== WHAT TO DO ==
1) Translate this sentence from the gallery-sitting account into Spanish: "I’ve taken on a gallery sitting job and the exhibition has to open exactly on time."
2) Write the next few sentences of the gallery-sitting account, picking up after its final sentence.

== SUPPLIED PASSAGE ==

☆ ☆ ☆ ☆ ☆

It’s 10 am and I’m driving hell-for-leather down the expressway to get to Gillman Barracks. I’ve taken on a gallery sitting job and the exhibition has to open exactly on time.
As a mature art school student prepping for essays and trying to get through the term, this gig seems like a perfect fit for me. We’re always being told to get off our bums and get out there into the galleries and the art world, to dive headlong into it and be consumed by the experiences of the things we have studied and read about.
Lovely sentiments, but I’m told for that for this gallery – sitting job, I’ll be expected to sit pretty, make sure no one damages or steals the art, and to deal with basic enquiries on purchases. Less of a deep dive then, than a shallow paddle in a lap pool. Nonetheless, my spirits are up, as I’m envisioning lots of downtime, in which I can sit quietly with my laptop amidst some gorgeous art while popping up every now and then to deal with the odd question.

☆ ☆ ☆ ☆ ☆

Segmentation labeling entries:
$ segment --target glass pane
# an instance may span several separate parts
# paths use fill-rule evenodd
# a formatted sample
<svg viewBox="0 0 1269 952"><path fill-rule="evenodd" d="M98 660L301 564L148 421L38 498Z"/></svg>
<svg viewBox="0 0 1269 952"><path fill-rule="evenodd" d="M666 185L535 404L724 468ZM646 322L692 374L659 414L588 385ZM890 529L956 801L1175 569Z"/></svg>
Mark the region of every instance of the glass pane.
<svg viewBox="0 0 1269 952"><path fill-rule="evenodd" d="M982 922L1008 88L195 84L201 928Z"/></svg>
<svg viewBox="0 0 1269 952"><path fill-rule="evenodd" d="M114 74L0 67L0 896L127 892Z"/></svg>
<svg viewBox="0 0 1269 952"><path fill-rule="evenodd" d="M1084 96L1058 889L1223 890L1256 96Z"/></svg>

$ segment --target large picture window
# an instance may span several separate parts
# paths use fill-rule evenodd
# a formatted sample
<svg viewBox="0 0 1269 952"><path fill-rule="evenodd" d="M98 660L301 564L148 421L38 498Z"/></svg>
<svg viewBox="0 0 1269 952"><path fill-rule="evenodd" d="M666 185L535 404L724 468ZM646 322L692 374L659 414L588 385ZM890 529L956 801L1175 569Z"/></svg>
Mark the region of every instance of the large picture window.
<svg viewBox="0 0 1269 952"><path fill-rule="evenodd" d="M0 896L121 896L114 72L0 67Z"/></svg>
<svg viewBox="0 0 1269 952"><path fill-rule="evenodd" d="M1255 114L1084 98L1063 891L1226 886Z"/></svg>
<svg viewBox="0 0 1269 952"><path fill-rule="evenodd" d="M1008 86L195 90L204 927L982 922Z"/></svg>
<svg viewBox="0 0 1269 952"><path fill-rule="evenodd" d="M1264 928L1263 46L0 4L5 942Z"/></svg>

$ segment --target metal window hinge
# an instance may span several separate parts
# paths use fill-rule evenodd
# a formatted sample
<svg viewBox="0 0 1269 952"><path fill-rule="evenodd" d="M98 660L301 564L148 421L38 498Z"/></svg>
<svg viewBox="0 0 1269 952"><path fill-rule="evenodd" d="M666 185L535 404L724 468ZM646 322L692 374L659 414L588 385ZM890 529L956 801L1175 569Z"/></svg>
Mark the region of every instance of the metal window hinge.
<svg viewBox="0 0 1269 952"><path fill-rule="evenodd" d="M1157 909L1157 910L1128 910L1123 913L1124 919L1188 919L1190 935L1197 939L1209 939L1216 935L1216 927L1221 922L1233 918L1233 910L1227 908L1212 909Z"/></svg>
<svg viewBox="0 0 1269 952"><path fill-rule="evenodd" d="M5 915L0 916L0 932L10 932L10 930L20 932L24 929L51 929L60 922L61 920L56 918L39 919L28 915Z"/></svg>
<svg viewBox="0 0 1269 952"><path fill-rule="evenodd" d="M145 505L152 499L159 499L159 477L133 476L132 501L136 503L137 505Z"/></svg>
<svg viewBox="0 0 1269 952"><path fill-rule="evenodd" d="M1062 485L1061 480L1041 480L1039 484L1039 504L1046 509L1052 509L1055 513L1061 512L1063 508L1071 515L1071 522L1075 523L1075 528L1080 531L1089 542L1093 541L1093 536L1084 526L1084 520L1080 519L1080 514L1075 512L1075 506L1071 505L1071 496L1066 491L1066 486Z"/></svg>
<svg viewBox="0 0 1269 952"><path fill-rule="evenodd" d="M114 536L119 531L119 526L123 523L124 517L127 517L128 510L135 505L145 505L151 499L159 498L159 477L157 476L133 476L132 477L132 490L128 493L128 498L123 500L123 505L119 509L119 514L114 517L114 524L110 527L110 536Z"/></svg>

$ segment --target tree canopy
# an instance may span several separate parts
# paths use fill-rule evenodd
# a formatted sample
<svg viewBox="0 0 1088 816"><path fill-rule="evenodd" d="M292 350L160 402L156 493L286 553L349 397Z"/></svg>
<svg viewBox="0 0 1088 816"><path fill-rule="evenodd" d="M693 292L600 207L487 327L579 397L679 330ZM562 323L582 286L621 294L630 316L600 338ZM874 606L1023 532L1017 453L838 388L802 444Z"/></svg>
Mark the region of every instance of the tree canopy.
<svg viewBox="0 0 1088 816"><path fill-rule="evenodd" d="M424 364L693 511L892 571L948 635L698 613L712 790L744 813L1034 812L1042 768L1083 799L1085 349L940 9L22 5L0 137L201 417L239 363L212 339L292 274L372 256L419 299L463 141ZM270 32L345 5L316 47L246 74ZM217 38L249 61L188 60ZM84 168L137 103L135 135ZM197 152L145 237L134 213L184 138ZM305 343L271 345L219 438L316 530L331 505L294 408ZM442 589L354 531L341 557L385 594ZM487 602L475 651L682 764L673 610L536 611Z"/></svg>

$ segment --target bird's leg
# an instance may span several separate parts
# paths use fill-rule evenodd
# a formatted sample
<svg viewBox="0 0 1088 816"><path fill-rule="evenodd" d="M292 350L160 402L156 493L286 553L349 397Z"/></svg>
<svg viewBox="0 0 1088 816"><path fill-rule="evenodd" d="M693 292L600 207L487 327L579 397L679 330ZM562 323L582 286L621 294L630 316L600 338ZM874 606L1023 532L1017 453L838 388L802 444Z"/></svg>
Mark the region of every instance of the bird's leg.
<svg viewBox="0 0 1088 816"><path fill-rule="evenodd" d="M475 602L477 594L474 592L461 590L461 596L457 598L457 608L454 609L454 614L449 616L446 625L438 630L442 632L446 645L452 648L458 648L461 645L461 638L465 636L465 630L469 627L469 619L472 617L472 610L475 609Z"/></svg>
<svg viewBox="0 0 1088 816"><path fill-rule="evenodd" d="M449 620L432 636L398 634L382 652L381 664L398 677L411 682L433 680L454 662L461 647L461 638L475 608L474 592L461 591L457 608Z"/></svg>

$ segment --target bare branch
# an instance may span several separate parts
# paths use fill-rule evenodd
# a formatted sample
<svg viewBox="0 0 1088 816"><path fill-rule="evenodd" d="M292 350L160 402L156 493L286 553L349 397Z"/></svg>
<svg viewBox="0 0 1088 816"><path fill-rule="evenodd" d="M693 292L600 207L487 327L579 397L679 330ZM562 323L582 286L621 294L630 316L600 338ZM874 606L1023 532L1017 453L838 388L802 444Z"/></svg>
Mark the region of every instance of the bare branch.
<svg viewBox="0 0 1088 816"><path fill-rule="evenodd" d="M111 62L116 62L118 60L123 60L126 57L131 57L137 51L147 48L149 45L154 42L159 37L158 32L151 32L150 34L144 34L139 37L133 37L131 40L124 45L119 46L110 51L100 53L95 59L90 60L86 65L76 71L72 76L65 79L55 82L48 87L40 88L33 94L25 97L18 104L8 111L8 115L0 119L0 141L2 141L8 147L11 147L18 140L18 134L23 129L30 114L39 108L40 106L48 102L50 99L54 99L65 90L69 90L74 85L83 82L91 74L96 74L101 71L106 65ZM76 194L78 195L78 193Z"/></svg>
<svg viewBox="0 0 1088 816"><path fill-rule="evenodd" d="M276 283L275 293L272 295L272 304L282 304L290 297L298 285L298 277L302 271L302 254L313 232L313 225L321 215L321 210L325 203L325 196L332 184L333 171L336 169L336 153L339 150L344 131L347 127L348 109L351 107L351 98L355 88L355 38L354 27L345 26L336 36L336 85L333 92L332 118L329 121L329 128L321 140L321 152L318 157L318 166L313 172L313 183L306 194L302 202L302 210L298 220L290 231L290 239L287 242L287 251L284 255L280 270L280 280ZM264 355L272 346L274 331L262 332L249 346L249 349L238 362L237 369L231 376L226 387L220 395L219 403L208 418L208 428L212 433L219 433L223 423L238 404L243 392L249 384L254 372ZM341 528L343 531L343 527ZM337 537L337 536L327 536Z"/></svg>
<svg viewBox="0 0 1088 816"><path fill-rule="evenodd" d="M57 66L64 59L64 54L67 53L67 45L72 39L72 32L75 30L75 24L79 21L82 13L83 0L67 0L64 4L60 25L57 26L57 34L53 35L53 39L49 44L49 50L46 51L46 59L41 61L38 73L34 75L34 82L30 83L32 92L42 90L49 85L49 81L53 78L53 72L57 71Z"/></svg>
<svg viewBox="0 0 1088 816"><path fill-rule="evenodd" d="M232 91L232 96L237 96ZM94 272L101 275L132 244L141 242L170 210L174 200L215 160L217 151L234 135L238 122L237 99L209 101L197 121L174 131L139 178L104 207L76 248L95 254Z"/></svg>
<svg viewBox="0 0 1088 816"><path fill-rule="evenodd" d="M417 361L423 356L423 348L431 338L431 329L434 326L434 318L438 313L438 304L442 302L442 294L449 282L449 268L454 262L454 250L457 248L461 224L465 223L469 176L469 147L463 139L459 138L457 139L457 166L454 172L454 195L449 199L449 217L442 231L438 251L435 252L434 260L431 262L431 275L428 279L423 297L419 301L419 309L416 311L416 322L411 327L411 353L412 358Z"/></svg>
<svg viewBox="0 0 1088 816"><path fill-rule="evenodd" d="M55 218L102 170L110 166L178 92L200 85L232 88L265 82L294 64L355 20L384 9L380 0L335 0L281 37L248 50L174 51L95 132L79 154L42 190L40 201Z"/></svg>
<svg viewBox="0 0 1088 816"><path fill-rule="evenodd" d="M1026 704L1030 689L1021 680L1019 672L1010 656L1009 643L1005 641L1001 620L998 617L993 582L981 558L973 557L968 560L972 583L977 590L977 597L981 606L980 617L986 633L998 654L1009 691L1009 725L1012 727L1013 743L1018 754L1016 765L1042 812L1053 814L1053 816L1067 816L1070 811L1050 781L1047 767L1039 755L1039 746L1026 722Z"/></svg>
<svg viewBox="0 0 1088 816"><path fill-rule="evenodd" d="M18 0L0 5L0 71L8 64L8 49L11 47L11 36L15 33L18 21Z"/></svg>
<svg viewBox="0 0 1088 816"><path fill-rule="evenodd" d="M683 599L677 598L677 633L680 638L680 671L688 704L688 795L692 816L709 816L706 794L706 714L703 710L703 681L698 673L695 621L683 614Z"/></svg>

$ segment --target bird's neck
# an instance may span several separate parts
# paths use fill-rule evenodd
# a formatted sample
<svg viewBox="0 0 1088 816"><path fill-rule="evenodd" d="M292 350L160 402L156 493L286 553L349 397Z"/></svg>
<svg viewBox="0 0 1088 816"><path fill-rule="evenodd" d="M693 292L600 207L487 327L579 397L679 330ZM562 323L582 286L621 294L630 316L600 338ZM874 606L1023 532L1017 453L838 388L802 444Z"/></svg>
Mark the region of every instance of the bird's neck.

☆ ☆ ☆ ☆ ☆

== ANSWERS TO EACH TASK ==
1) He aceptado un trabajo de vigilante de sala en una galería y la exposición tiene que abrir exactamente a la hora.

2)
While it’s also not part of the job scope to introduce the art to visitors or to offer any kind of tour, I am an eager beaver, excited to learn. I’ve therefore taken it upon myself to prepare a sheaf of notes and brief comments on the works and artists. I don’t want to seem too intrusive, so when people enter the gallery, I say a polite hello and tell them that if they want an introduction, I’d be happy to talk them through the art.
The first thing I notice however is that Gillman Barracks on a weekday is just quiet. I can’t get my head around this – it’s a large leafy green space (so rare in Singapore), full of history and beautiful buildings, fairly centrally located and amazingly offers both ample parking space and access to public transport.
Crowds throng Gillman during Art After Dark, but on weekdays, foot traffic seems minimal. Perhaps people are at work and the general gallery closing time of 7 pm on weekdays is unhelpful? But what about the students, or people who don’t work, or those on flexible time – where are they?
As expected, most of the time passes rather quietly and uneventfully.
I decide quickly that my favourite gallery visitors are couples on dates. They’re smiley, on their best behaviour, and generally inclined to feign a polite interest in the art at hand. Perhaps they are pretending in order to seem cultured?
Whatever it is, I appreciate the politeness.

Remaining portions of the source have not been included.